### Your instructions
Swap "parked car" for "stationary vehicle" throughout the data below and reproduce everything else unchanged.

### Data taken from a collection
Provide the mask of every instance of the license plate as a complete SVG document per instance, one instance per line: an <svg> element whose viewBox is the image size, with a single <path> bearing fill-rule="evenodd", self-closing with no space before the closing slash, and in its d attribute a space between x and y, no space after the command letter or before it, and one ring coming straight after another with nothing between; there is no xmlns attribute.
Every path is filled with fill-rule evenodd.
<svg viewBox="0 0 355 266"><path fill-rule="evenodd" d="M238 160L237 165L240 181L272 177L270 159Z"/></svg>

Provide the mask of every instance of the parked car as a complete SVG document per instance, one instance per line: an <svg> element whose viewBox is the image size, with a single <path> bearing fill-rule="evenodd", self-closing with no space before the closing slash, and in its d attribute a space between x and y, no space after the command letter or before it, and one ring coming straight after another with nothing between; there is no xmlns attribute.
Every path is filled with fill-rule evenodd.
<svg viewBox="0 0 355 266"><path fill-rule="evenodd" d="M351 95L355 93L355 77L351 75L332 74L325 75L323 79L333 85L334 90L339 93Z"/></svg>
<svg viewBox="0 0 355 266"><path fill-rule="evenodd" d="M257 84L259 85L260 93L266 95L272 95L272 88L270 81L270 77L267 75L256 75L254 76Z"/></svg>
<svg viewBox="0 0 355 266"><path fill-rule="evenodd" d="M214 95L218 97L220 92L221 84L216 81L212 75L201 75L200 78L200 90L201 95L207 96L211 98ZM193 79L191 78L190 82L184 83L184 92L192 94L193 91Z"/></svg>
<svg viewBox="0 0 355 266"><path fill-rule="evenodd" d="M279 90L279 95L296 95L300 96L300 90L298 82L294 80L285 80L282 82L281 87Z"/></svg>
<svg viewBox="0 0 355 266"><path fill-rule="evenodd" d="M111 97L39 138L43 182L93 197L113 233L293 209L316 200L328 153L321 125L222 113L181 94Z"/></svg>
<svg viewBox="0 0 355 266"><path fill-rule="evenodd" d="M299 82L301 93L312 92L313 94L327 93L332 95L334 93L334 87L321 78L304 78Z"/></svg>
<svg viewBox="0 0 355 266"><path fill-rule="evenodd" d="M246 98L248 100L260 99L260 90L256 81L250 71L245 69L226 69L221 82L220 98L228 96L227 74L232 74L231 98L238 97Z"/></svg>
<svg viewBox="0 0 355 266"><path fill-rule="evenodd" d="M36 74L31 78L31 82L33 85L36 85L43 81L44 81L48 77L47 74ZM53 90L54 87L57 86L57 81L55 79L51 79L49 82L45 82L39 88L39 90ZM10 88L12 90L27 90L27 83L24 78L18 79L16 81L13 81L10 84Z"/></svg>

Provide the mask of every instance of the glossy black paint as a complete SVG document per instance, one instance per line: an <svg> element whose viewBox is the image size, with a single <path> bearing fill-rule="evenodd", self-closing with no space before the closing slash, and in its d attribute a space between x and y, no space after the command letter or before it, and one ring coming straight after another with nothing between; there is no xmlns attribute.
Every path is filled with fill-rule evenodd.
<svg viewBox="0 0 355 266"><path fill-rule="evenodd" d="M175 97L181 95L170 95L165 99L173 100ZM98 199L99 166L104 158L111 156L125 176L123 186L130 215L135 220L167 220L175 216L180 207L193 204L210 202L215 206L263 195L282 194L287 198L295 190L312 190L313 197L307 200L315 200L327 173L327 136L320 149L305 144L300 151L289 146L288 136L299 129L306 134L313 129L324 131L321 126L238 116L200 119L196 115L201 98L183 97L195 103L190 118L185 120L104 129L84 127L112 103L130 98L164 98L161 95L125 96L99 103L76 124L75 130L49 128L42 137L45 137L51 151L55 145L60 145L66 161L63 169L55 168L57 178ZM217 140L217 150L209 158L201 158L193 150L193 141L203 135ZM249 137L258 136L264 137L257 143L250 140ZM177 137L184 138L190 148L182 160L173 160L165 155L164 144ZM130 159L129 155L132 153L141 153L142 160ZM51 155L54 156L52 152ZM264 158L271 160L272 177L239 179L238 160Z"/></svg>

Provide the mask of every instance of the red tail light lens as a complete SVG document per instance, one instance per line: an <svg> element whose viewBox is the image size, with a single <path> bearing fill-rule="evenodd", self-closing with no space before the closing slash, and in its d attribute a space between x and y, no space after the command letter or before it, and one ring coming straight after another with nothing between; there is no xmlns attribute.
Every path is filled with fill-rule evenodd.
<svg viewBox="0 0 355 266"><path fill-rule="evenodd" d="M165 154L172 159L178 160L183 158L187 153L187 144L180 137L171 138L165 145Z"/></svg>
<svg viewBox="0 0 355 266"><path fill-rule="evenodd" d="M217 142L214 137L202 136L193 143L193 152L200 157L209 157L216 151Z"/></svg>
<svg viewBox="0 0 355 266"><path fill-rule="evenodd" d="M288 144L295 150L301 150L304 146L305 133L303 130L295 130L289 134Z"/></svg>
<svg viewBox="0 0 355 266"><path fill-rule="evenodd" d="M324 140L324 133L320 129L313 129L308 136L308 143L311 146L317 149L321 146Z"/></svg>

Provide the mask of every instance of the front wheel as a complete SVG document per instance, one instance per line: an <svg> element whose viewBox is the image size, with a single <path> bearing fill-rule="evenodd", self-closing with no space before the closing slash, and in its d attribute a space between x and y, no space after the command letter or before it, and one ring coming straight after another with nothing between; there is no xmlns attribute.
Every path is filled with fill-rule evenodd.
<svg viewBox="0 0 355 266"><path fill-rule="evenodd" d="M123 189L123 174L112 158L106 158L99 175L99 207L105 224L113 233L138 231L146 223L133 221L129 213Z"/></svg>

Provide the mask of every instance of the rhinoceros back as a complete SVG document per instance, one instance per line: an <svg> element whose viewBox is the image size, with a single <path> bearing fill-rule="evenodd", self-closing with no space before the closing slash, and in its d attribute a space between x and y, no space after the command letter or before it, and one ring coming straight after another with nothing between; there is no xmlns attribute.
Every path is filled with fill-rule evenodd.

### Solution
Provide the mask of every instance of the license plate as a complete SVG document per instance, one instance per line: an <svg> element whose viewBox is the image size, with a single <path> bearing fill-rule="evenodd", self-closing with no space before the closing slash, and in its d attribute a space between x and y, no space after the command letter or before it, and one ring coming straight after another with nothing between; there is no xmlns attribute.
Every path is filled with fill-rule evenodd.
<svg viewBox="0 0 355 266"><path fill-rule="evenodd" d="M238 160L237 165L240 181L272 177L270 159Z"/></svg>

Provide the mask of every instance of the stationary vehicle as a complete SVG document per instance, one instance per line: an <svg> element whose viewBox is the image size, with a single <path> bearing fill-rule="evenodd", self-closing with no space before the closing slash, and in its d attribute a space between x and y, no space after the command letter or before it, and one ring coming straight after another with nothing between; there is no xmlns attribute.
Every path is filled with fill-rule evenodd.
<svg viewBox="0 0 355 266"><path fill-rule="evenodd" d="M351 95L355 93L355 77L351 75L332 74L325 75L323 79L333 85L334 90L339 93Z"/></svg>
<svg viewBox="0 0 355 266"><path fill-rule="evenodd" d="M257 84L259 85L260 93L266 95L272 95L272 88L270 81L270 77L267 75L256 75L254 76Z"/></svg>
<svg viewBox="0 0 355 266"><path fill-rule="evenodd" d="M214 95L218 97L220 92L221 84L216 81L212 75L201 75L200 78L200 90L201 95L207 96L211 98ZM193 79L191 78L190 82L184 83L184 92L192 94L193 91Z"/></svg>
<svg viewBox="0 0 355 266"><path fill-rule="evenodd" d="M279 90L279 95L296 95L300 96L300 90L298 82L294 80L285 80L282 82L281 87Z"/></svg>
<svg viewBox="0 0 355 266"><path fill-rule="evenodd" d="M111 97L39 138L43 182L93 197L113 233L293 209L316 200L328 153L321 125L222 113L181 94Z"/></svg>
<svg viewBox="0 0 355 266"><path fill-rule="evenodd" d="M299 82L301 93L312 92L313 94L327 93L332 95L334 93L334 87L321 78L304 78Z"/></svg>
<svg viewBox="0 0 355 266"><path fill-rule="evenodd" d="M246 98L248 100L260 99L260 90L256 81L250 71L245 69L226 69L221 82L220 98L228 96L227 74L232 74L231 98L238 97Z"/></svg>
<svg viewBox="0 0 355 266"><path fill-rule="evenodd" d="M36 74L31 78L31 82L33 85L36 85L43 81L44 81L48 77L47 74ZM53 90L54 87L57 86L57 81L55 79L51 79L49 82L45 82L39 88L39 90ZM10 88L12 90L27 90L27 83L24 78L18 79L16 81L13 81L10 84Z"/></svg>

Provide the mask of every instance of the glossy black paint as a complete SVG document per instance, one instance per line: an <svg> element whose viewBox is the image size, with a single <path> bearing fill-rule="evenodd", self-closing with no space before the closing slash, and in its d attribute a space between x and y, no space after the command letter or before it, and one ring coming straight after another with nothing between; there is no xmlns attribute.
Every path is filled with fill-rule evenodd.
<svg viewBox="0 0 355 266"><path fill-rule="evenodd" d="M175 97L181 95L170 95L165 99L173 100ZM98 199L99 166L104 158L111 156L125 176L123 186L130 215L135 220L167 220L175 216L180 207L193 204L210 202L215 206L263 195L282 194L287 198L295 190L312 190L313 197L307 200L315 200L327 173L327 136L320 149L305 144L300 151L289 146L288 136L299 129L306 134L313 129L324 131L321 126L238 116L200 119L196 115L201 98L183 97L195 103L190 118L185 120L104 129L84 127L112 103L130 98L164 98L161 95L125 96L99 103L76 124L75 130L49 128L42 137L45 137L51 151L55 145L60 145L66 161L63 169L55 168L57 178ZM217 140L217 150L209 158L201 158L193 150L193 141L203 135ZM249 137L258 136L264 137L257 143L250 140ZM177 137L184 138L190 148L182 160L173 160L165 155L164 144ZM130 159L129 155L132 153L141 153L142 160ZM51 155L54 156L52 152ZM264 158L271 160L272 177L239 179L238 160Z"/></svg>

Provide the mask of every instance of the red tail light lens as a complete SVG document per instance, one instance per line: an <svg> element whose viewBox is the image size, with a single <path> bearing fill-rule="evenodd", self-closing with no space before the closing slash, and in its d attribute a space between x and y, no space after the command letter or before it, and one ring coming straight after another with nothing between; there is no xmlns attribute.
Every path is filled with fill-rule evenodd.
<svg viewBox="0 0 355 266"><path fill-rule="evenodd" d="M165 154L172 159L178 160L183 158L187 153L187 144L180 137L171 138L165 145Z"/></svg>
<svg viewBox="0 0 355 266"><path fill-rule="evenodd" d="M217 142L214 137L202 136L193 143L193 152L200 157L209 157L216 151Z"/></svg>
<svg viewBox="0 0 355 266"><path fill-rule="evenodd" d="M288 144L295 150L301 150L304 146L305 133L303 130L295 130L289 134Z"/></svg>
<svg viewBox="0 0 355 266"><path fill-rule="evenodd" d="M324 140L324 133L320 129L313 129L308 136L308 143L311 146L317 149L321 146Z"/></svg>

Provide the mask of every instance of the front wheel as a complete SVG document per instance, one instance per line: an <svg> element whose viewBox is the image size, with a single <path> bearing fill-rule="evenodd", self-closing with no space before the closing slash, and in its d attribute a space between x and y, no space after the command letter or before it, and one ring coming straight after another with nothing between; there is no xmlns attribute.
Every path is filled with fill-rule evenodd.
<svg viewBox="0 0 355 266"><path fill-rule="evenodd" d="M123 189L123 174L112 158L106 158L99 175L99 207L105 224L113 233L138 231L146 223L133 221L129 213Z"/></svg>

Provide the mask of every instance of the rhinoceros back as a complete SVG document per instance, one instance per line: an <svg> element whose viewBox is the image size, with a single <path> bearing fill-rule="evenodd", self-closing with no space before the closing slash, and in its d attribute a space between x and y, no space after the command letter or before it, and one ring coming straight after another with nothing between; there is no xmlns attribute.
Every path is filled with fill-rule evenodd.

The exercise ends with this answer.